▼▼▼

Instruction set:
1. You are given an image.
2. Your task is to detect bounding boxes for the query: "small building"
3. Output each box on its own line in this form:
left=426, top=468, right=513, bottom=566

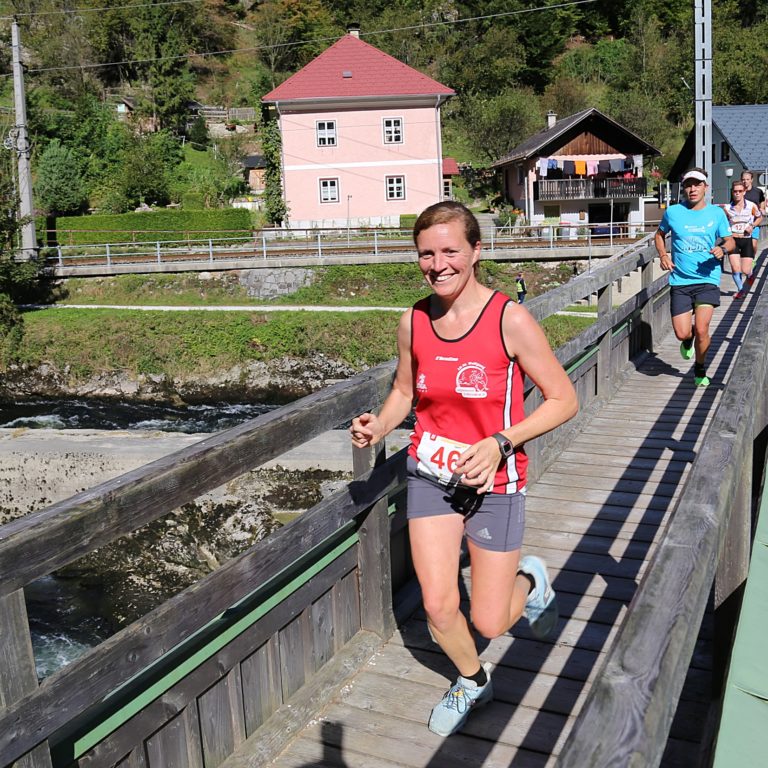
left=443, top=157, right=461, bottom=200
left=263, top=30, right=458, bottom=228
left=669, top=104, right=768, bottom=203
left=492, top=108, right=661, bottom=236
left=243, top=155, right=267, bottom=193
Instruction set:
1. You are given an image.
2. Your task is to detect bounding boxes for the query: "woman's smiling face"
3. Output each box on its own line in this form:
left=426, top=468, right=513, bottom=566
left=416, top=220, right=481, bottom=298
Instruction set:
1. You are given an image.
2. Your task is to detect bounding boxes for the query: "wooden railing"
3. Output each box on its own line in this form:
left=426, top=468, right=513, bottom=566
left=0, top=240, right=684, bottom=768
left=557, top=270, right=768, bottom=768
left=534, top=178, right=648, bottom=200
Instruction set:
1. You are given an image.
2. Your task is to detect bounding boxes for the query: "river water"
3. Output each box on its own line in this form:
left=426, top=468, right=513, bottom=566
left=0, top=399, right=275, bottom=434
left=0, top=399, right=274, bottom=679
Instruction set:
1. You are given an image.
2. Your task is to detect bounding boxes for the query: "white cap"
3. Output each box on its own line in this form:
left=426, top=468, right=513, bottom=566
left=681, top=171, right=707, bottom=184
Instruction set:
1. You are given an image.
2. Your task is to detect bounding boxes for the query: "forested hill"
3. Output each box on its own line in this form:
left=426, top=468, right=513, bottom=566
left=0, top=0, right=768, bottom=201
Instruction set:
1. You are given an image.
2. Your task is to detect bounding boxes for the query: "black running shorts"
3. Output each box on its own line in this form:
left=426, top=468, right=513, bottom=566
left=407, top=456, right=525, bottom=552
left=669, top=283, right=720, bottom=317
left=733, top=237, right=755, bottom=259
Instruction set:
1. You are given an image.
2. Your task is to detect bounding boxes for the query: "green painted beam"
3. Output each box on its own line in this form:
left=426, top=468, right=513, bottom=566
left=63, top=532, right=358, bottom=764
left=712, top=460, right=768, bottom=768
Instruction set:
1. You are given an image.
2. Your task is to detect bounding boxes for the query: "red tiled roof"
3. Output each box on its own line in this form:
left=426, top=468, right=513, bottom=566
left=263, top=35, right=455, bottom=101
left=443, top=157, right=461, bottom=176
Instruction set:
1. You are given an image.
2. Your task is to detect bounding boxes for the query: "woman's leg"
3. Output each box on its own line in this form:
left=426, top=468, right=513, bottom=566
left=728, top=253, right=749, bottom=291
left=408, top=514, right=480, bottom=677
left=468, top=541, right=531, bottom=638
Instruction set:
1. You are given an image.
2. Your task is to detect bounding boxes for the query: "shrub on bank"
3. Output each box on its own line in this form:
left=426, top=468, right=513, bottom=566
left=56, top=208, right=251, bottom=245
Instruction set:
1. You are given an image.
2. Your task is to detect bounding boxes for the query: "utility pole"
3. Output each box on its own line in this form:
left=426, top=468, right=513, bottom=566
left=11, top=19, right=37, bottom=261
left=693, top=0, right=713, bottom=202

▲▲▲

Exercise brief ->
Quote the records in full and exactly; skip any image.

Result ->
Instruction set:
1. You are given an image.
2. Your task is to detect bounding boxes for the query: "small building"
3. Output each box on its own line in this form:
left=426, top=468, right=513, bottom=566

left=443, top=157, right=461, bottom=200
left=263, top=30, right=458, bottom=228
left=669, top=104, right=768, bottom=203
left=492, top=108, right=661, bottom=236
left=243, top=155, right=267, bottom=193
Instruction set:
1. You are given an image.
2. Your task is to detect bounding boxes for the query: "woman's smiling face"
3. Output each box on its own line in this form:
left=426, top=468, right=513, bottom=566
left=416, top=220, right=481, bottom=298
Instruction set:
1. You are given an image.
2. Your task is to detect bounding boxes for the query: "wooden railing"
3. Output each box on its own line in this form:
left=426, top=468, right=513, bottom=566
left=0, top=240, right=684, bottom=768
left=557, top=270, right=768, bottom=768
left=534, top=178, right=648, bottom=200
Instruction set:
1. You are given an image.
2. Your task is to detect bounding boxes for the query: "river water"
3. Output each box on its own line in this form:
left=426, top=468, right=513, bottom=566
left=0, top=399, right=275, bottom=434
left=0, top=399, right=274, bottom=679
Instruction set:
1. You are given an image.
2. Your task is to detect bounding boxes for the query: "white cap"
3. Output each box on its own line in this form:
left=426, top=468, right=513, bottom=566
left=681, top=171, right=707, bottom=184
Instruction set:
1. You are given an image.
2. Your task is to detect bounding boxes for the query: "forested hill"
3. Output each box on its own line in this form:
left=426, top=468, right=513, bottom=566
left=0, top=0, right=768, bottom=201
Instruction set:
1. You are given an image.
2. Your task is to detect bounding boxes for the query: "black running shorts"
3. Output each box on its own line in this form:
left=426, top=468, right=513, bottom=566
left=407, top=456, right=525, bottom=552
left=669, top=283, right=720, bottom=317
left=733, top=237, right=755, bottom=259
Instruction set:
1. You are given an image.
2. Your task is to detect bounding boxes for the query: "green painted beam"
3. Output each box on its own line in this form:
left=426, top=468, right=513, bottom=566
left=63, top=532, right=358, bottom=764
left=712, top=460, right=768, bottom=768
Instruction set:
1. You are given an image.
2. Your task is to detect bounding boxes for the query: "red tiled roof"
3. Output each box on its own line in this form:
left=426, top=468, right=513, bottom=566
left=263, top=35, right=455, bottom=101
left=443, top=157, right=461, bottom=176
Instruction set:
1. You are given an image.
2. Your task is to detect bounding boxes for the query: "woman's leg"
3. Output each box on its own line in this form:
left=426, top=468, right=513, bottom=566
left=728, top=253, right=749, bottom=291
left=408, top=514, right=480, bottom=677
left=468, top=541, right=531, bottom=638
Instruction set:
1. You are given an image.
2. Your task is to detect bounding boxes for the query: "shrub on bank"
3. Output each box on its own line in this form:
left=426, top=468, right=513, bottom=566
left=56, top=208, right=251, bottom=245
Instruction set:
1. You are given an image.
2. Your task is to detect bounding boxes for the query: "utility pole"
3. Output each box on its own line in this form:
left=426, top=468, right=513, bottom=566
left=11, top=19, right=37, bottom=261
left=693, top=0, right=713, bottom=202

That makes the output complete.